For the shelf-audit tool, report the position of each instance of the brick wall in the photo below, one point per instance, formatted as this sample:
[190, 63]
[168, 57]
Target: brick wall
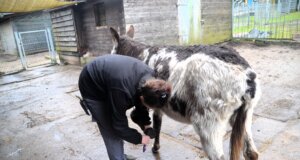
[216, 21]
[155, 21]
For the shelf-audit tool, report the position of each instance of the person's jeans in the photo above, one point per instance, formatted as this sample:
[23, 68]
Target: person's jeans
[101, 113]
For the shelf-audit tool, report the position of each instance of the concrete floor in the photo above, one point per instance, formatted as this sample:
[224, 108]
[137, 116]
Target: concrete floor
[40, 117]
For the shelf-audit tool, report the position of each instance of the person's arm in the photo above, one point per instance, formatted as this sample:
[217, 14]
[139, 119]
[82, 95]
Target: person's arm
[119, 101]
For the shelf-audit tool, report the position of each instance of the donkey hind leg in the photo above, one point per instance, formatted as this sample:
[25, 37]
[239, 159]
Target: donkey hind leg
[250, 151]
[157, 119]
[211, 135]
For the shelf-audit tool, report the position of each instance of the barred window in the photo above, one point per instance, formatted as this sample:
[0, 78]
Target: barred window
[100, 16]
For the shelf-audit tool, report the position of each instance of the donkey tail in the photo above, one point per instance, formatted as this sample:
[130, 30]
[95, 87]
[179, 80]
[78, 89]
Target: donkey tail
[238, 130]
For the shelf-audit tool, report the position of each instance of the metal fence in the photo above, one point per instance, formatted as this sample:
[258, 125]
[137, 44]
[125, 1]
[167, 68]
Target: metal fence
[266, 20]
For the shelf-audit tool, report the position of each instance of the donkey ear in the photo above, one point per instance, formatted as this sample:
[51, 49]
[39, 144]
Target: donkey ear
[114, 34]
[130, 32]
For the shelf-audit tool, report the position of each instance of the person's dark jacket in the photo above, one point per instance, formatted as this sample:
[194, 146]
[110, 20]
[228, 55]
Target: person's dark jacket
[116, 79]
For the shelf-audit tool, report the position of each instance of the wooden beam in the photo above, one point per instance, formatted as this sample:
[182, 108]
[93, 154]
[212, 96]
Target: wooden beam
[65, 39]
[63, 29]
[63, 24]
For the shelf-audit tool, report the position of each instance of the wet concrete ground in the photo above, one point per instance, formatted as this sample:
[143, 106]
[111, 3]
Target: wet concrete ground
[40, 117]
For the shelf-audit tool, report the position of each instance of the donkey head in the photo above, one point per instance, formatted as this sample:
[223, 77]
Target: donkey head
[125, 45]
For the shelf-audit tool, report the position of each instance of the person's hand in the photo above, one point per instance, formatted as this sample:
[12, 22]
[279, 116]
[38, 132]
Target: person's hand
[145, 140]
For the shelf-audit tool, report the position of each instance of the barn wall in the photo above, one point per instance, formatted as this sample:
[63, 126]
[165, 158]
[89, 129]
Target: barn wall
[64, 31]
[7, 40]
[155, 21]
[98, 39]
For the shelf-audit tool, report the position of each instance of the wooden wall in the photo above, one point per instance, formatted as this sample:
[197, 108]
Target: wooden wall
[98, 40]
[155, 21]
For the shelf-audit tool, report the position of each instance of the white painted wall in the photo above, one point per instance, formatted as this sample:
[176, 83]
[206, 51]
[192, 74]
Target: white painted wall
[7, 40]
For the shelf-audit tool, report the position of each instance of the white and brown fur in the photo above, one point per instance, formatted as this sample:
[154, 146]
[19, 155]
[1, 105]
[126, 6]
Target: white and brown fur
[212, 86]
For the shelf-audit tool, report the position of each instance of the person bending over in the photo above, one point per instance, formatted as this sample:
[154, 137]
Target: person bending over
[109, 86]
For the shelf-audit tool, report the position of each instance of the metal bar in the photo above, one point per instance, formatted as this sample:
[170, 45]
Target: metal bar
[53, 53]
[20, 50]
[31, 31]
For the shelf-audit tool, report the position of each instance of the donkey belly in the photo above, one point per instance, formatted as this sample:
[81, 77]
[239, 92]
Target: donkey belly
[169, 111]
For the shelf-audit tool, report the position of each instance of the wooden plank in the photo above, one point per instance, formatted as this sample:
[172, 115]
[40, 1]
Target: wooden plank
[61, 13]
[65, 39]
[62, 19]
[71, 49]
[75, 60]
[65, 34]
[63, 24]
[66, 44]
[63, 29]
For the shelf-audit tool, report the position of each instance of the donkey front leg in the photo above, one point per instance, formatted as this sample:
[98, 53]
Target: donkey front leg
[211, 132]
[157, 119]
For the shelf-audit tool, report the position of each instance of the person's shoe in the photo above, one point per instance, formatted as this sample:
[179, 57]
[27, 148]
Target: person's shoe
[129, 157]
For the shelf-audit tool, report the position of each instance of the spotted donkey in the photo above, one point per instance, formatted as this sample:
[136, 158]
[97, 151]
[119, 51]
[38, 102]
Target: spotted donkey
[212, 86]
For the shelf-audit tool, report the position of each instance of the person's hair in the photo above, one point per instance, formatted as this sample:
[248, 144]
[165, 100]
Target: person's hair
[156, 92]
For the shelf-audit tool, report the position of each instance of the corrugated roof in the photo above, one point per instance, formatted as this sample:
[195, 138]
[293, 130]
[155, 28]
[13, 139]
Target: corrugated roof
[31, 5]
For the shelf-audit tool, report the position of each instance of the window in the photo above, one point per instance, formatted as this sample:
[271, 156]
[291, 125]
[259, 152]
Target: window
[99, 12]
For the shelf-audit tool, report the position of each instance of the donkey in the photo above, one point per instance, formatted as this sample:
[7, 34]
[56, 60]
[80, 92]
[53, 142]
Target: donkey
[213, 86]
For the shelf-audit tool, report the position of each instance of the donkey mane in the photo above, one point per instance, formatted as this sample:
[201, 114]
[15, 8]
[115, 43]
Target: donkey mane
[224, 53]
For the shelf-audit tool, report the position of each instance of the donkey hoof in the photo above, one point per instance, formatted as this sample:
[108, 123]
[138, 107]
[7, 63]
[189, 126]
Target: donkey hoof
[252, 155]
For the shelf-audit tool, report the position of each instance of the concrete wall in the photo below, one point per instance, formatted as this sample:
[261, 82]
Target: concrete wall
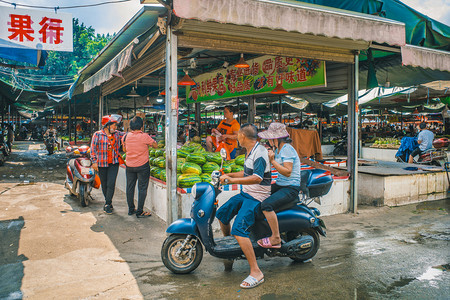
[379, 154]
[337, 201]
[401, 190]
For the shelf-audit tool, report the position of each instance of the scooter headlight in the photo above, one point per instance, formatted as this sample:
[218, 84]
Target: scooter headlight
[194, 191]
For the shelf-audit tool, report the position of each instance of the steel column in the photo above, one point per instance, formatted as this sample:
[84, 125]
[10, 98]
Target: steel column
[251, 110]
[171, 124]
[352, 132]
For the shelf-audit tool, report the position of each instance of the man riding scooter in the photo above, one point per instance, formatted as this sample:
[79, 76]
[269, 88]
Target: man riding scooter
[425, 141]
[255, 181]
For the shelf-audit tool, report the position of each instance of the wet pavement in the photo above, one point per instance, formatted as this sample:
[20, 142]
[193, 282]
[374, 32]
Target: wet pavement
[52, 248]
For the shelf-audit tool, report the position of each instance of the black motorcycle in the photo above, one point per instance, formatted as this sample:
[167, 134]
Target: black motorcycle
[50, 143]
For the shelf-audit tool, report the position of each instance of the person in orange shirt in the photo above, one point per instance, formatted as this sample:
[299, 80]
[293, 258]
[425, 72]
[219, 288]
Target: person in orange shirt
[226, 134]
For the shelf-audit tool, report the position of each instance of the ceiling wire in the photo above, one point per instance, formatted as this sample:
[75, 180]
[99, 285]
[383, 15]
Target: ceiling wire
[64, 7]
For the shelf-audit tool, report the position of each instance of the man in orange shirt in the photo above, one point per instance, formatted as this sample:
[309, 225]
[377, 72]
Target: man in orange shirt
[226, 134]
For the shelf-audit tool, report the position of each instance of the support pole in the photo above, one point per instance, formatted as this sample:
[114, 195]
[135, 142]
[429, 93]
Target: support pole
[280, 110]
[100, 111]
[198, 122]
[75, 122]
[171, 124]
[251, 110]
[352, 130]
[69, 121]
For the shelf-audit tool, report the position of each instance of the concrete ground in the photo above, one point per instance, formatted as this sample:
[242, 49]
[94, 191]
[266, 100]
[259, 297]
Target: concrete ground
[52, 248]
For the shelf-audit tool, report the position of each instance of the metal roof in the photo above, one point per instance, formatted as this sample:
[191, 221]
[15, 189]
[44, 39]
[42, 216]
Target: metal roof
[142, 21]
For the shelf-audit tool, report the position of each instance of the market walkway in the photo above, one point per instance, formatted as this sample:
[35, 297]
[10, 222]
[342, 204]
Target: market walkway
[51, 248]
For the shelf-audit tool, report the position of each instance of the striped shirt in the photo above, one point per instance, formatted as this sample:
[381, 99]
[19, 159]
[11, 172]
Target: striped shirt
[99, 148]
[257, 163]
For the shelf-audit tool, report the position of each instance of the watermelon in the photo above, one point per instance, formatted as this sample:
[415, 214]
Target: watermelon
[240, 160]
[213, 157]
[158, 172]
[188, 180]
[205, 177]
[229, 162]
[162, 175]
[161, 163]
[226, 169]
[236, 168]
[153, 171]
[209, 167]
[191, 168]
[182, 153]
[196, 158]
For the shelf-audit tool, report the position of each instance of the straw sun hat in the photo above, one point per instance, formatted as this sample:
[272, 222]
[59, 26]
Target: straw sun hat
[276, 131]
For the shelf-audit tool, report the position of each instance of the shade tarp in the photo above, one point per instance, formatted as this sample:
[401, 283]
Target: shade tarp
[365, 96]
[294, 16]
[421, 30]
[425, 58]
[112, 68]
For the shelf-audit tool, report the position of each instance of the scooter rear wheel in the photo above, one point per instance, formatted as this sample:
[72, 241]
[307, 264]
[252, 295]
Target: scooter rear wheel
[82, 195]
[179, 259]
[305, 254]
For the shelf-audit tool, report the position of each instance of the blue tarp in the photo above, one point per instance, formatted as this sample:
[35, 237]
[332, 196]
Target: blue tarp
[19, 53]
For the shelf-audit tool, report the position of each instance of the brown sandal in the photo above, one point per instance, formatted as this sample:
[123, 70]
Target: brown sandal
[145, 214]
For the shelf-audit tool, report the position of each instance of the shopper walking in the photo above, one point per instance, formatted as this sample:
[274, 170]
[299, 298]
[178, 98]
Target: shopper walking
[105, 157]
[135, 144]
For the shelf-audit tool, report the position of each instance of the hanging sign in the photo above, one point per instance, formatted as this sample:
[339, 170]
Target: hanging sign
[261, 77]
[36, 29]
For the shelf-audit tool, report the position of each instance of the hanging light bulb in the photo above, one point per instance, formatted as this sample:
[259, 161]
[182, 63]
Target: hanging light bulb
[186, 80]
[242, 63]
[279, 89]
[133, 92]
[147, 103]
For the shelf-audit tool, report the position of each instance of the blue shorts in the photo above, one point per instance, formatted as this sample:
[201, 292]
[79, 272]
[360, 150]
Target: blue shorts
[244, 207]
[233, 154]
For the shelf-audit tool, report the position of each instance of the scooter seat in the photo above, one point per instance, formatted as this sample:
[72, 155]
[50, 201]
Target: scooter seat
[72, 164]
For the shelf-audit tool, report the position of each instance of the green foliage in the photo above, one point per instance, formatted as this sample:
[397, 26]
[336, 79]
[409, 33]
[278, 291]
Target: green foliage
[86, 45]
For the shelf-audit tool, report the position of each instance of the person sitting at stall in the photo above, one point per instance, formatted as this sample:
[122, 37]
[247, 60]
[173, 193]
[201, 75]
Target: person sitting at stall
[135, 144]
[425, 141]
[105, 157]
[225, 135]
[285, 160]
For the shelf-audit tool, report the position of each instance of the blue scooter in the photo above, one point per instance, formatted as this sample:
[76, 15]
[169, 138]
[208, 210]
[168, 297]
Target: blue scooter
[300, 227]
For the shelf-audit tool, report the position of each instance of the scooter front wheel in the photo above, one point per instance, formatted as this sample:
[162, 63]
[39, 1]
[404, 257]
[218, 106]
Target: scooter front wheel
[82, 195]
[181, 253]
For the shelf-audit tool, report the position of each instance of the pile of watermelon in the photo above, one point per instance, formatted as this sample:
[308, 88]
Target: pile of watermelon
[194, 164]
====================
Requirements
Repeat exactly, and only, the lines from the one containing "the blue shorts" through the end of the material.

Answer in full
For the shelf-audit tool, report the position of each instance of the blue shorts in the photo above, one point per instance, formatted as this sample:
[201, 292]
[79, 272]
[360, 150]
Target: blue shorts
[244, 207]
[233, 154]
For the shelf-audit tool, report the position of each instance of the scooter seat in the photo above, one point per instance, formatted as this sample:
[72, 155]
[50, 201]
Target: scooter seat
[72, 164]
For the shelf-audit tool, report the position of each instance of the green foliage in the photo above, one point per instance, formatted as this sample:
[397, 26]
[336, 79]
[409, 33]
[278, 291]
Target: green foliage
[86, 45]
For the shelf-audit tool, report the position of each instance of the person sitting at stall in the photo above, one point per instance, formatted as this sample:
[122, 37]
[247, 60]
[173, 193]
[201, 75]
Target: person sitting at stall
[135, 144]
[425, 141]
[105, 157]
[225, 135]
[285, 160]
For the shelf-audit tool, report the position of each instance of the blue scooter in the photo above, one point per instance, formatted as this sample:
[76, 15]
[169, 138]
[208, 210]
[168, 297]
Target: blue scooter
[300, 227]
For the shelf-audit tool, report the position of each instance of the scooter front wheel in the photo above, one point per instance, formatted as this sample:
[162, 63]
[39, 1]
[404, 257]
[218, 106]
Target: scooter front wheel
[82, 195]
[181, 253]
For the shelf-audit tool, report the position of each instance of the pile of watermelon in the photo above, one point per instance, formatted as this sample:
[308, 88]
Target: pile of watermelon
[194, 164]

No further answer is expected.